## What is being asked:
Filter the lines below, keeping every one that contains the word "rock", and copy each of them.

## Extracted information:

====================

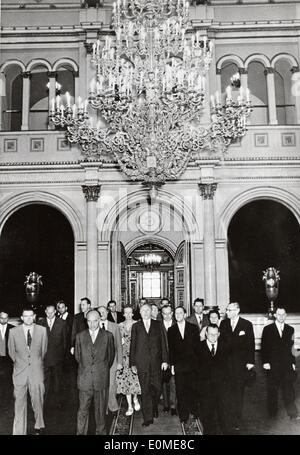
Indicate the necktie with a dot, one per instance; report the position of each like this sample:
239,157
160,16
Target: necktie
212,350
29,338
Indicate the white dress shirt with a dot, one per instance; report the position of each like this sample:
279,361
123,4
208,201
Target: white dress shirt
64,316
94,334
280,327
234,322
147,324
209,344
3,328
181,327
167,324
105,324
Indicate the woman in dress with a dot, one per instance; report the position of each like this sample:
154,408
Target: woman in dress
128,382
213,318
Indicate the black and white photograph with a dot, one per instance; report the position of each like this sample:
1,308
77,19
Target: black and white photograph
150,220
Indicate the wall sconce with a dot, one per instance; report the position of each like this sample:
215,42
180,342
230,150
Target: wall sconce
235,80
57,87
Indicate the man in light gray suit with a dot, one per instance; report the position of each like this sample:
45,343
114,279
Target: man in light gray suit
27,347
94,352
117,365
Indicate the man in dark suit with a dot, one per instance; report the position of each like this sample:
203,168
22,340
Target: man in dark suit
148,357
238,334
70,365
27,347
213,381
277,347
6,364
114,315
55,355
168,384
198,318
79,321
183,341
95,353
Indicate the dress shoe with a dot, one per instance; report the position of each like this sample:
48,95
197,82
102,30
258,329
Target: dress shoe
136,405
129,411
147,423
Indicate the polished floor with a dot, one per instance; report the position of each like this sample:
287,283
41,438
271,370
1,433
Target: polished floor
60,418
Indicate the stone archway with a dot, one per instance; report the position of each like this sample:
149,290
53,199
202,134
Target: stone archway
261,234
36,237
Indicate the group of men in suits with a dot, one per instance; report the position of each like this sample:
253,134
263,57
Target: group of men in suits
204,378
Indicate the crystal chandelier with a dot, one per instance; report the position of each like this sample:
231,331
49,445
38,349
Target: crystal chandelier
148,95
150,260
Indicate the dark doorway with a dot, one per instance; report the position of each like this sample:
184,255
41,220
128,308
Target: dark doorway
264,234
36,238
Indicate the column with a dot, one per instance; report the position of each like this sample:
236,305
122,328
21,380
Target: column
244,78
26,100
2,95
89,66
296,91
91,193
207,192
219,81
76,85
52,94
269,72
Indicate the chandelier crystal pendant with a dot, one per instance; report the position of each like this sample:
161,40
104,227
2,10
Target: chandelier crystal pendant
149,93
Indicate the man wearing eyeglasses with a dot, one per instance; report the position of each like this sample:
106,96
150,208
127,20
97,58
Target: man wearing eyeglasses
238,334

====================

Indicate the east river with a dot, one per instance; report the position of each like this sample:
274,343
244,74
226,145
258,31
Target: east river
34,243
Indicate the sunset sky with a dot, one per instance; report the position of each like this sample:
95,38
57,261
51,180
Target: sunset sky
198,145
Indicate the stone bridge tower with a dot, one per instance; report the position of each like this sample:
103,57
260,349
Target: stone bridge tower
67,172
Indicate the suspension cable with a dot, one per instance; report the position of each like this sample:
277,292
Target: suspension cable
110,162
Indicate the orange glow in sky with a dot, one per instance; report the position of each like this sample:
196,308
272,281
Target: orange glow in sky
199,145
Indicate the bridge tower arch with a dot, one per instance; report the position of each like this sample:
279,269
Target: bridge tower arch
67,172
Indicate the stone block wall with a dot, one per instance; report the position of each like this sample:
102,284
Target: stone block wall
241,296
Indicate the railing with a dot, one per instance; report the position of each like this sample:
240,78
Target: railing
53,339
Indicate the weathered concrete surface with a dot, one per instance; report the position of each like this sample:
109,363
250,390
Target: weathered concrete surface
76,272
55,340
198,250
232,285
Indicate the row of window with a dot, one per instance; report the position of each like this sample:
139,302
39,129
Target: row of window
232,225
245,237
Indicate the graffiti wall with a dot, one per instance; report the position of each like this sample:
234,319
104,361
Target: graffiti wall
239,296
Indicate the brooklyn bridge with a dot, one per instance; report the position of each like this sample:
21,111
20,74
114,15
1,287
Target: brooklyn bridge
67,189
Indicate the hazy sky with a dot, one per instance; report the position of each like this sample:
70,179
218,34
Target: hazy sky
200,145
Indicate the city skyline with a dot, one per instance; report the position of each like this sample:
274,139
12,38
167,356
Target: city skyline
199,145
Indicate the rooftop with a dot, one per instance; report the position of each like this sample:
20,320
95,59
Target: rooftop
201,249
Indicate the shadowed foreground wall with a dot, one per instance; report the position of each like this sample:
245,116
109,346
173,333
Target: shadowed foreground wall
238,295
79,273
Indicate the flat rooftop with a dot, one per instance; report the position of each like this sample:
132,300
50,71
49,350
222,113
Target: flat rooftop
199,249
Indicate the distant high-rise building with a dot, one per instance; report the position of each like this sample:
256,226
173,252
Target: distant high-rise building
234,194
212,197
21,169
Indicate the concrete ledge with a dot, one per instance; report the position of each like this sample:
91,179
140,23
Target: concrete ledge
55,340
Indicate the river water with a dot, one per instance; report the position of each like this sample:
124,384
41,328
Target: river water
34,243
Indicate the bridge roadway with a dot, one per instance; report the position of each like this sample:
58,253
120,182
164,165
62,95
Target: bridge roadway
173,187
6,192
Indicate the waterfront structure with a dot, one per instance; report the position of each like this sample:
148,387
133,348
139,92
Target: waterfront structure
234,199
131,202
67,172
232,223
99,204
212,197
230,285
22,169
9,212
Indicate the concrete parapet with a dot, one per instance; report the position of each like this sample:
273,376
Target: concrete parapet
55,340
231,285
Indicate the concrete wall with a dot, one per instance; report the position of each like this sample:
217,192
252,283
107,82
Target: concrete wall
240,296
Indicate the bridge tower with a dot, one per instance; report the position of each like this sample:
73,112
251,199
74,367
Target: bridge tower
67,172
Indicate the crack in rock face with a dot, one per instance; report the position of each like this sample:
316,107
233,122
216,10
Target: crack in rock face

====================

## Finished exercise:
Indicate the crack in rock face with a dot, one per instance; report the position of each like this sample:
Target: crack in rock face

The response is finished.